[Task brief]: Could you copy out every row below verbatim, leaving out the pictures?

[Source material]:
* Begin *

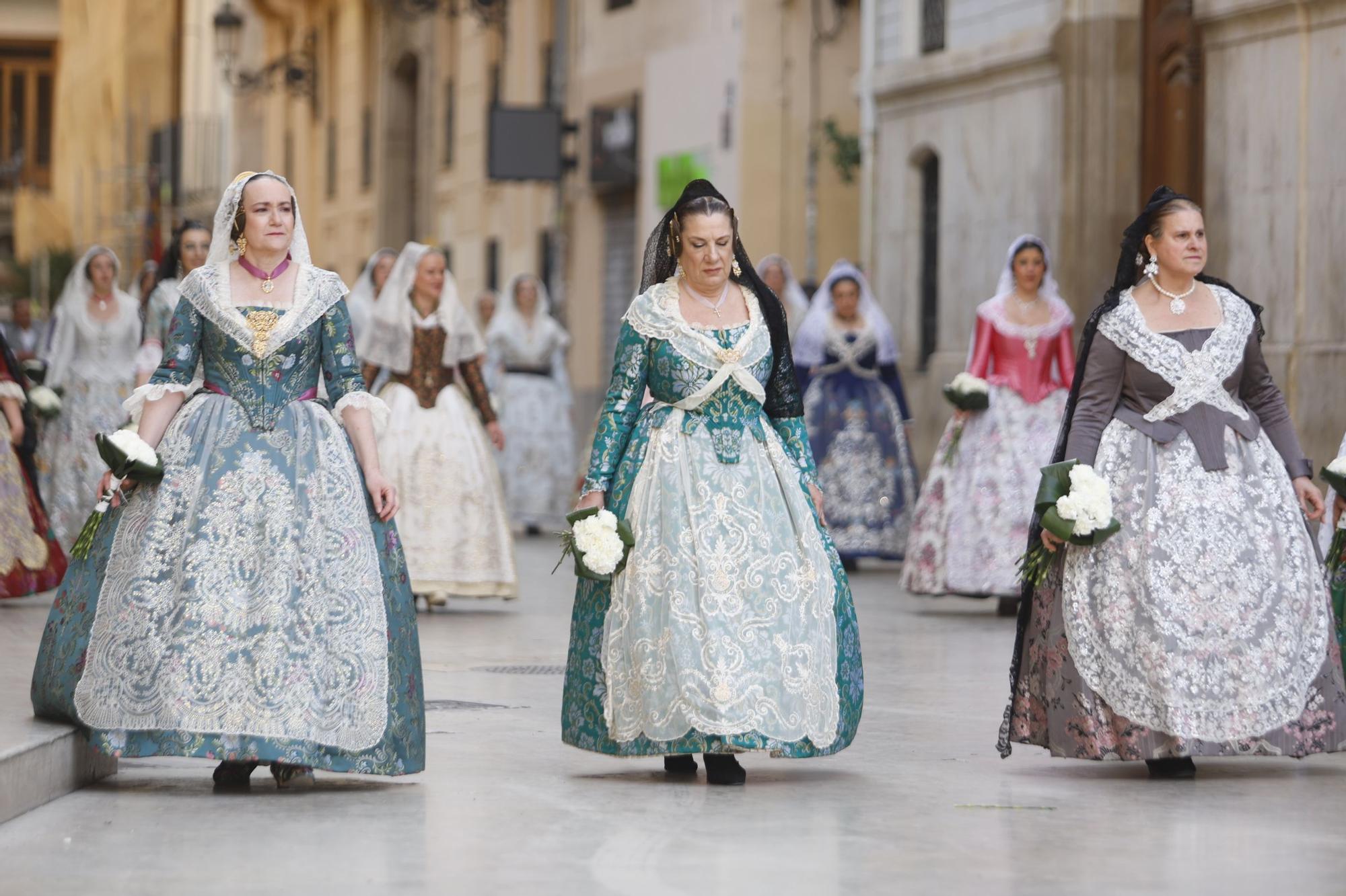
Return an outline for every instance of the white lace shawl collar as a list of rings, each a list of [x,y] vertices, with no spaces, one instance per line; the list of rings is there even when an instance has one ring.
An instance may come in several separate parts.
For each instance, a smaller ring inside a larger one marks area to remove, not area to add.
[[[1248,420],[1248,410],[1225,389],[1225,381],[1244,361],[1253,312],[1228,289],[1211,285],[1224,319],[1195,351],[1171,335],[1156,332],[1145,322],[1132,289],[1121,293],[1116,308],[1098,322],[1098,332],[1117,344],[1145,370],[1163,378],[1174,391],[1145,413],[1155,422],[1206,404]]]
[[[664,339],[688,361],[709,370],[719,370],[727,363],[751,367],[771,351],[771,334],[762,319],[756,296],[742,284],[739,289],[748,308],[748,326],[732,348],[717,343],[705,328],[686,322],[678,308],[677,277],[657,283],[637,296],[625,320],[646,339]]]
[[[295,274],[295,296],[267,340],[267,355],[307,330],[346,295],[346,284],[331,270],[296,264],[299,270]],[[252,351],[253,331],[229,293],[227,261],[197,268],[183,278],[179,289],[201,316]]]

* End *

[Result of the task]:
Return an outline for every instance of the white lace shawl collar as a list of rings, each a list of [x,y] vertices, with no spaces, one instance per line; the list of rings is there even when an instance has one ring.
An instance may come in several separate parts.
For each instance, a smaller ring inside a larger one marks area to remove, not area to add.
[[[1248,420],[1248,410],[1225,389],[1225,381],[1244,361],[1253,312],[1228,289],[1211,285],[1224,319],[1195,351],[1171,335],[1156,332],[1145,322],[1132,289],[1121,293],[1116,308],[1098,322],[1098,332],[1117,344],[1145,370],[1163,378],[1174,391],[1145,413],[1155,422],[1206,404]]]
[[[664,339],[688,361],[709,370],[719,370],[727,363],[751,367],[771,351],[771,334],[762,319],[756,296],[742,284],[739,289],[748,308],[748,326],[732,348],[717,343],[705,328],[686,322],[678,308],[677,277],[657,283],[637,296],[625,320],[646,339]]]
[[[295,274],[295,296],[267,340],[267,355],[307,330],[346,295],[346,284],[331,270],[296,264],[299,270]],[[252,351],[253,331],[229,293],[227,261],[197,268],[183,278],[179,289],[201,316]]]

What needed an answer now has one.